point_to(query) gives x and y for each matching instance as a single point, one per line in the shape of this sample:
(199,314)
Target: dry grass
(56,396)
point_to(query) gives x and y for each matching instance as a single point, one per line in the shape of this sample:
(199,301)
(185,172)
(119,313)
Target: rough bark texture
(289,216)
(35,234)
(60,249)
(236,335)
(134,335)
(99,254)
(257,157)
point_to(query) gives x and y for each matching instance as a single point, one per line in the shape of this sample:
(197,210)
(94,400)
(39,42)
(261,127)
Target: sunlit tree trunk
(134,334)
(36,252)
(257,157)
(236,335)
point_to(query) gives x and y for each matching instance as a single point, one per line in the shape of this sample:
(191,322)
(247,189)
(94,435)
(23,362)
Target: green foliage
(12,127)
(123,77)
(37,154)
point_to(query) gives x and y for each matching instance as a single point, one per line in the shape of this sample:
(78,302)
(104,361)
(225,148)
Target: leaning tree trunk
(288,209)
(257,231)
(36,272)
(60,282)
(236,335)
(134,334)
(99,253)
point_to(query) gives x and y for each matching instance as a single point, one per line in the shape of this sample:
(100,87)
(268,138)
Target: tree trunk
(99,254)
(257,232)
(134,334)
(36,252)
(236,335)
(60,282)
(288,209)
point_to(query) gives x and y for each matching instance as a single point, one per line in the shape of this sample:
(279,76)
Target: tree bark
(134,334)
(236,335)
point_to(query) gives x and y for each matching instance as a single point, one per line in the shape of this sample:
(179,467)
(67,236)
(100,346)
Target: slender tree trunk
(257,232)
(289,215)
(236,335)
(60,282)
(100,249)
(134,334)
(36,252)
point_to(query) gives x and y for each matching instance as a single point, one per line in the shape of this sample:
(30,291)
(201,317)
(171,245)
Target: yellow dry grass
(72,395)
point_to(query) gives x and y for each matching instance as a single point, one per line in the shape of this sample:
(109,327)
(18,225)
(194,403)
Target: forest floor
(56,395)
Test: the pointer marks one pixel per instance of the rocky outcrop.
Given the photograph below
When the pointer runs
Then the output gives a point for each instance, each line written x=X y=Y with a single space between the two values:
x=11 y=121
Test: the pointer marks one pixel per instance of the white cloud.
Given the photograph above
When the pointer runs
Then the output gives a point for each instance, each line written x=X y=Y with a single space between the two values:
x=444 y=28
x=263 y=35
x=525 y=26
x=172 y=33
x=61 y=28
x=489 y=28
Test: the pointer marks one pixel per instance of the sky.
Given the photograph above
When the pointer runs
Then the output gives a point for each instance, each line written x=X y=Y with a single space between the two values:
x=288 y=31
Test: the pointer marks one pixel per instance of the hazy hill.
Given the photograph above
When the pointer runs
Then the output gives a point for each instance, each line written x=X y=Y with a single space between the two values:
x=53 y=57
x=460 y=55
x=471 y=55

### Task directions
Starting at the line that contains "Test: the pointer marks one pixel per instance of the rocky", repeat each line exactly through the last one in the listing. Include both of those lines and nothing more.

### Result of the exercise
Test: the pointer marks one pixel per instance of the rocky outcrop.
Given the photograph below
When the pointer runs
Then the output gives a point for each instance, each line written x=X y=Y with a single space between the two values:
x=11 y=121
Test: the pointer marks one pixel per instance of the white cloud.
Given the photograph above
When the pointer runs
Then the output gives a point for each instance, each line written x=X y=Y with a single space between the two values:
x=444 y=28
x=263 y=35
x=525 y=26
x=172 y=33
x=61 y=28
x=489 y=28
Test: the pointer marks one pixel per instance of the sky.
Given the photograph above
When the pointer runs
Then the output gives a point for each instance, each line written x=X y=Y with a single space between the two values:
x=288 y=31
Test: the pointer marks one pixel per instance of the hazy hill.
Given the photograph above
When the pointer runs
Then the output gives a point for each instance, each line written x=X y=Y with a single space between the two values:
x=53 y=57
x=460 y=55
x=471 y=55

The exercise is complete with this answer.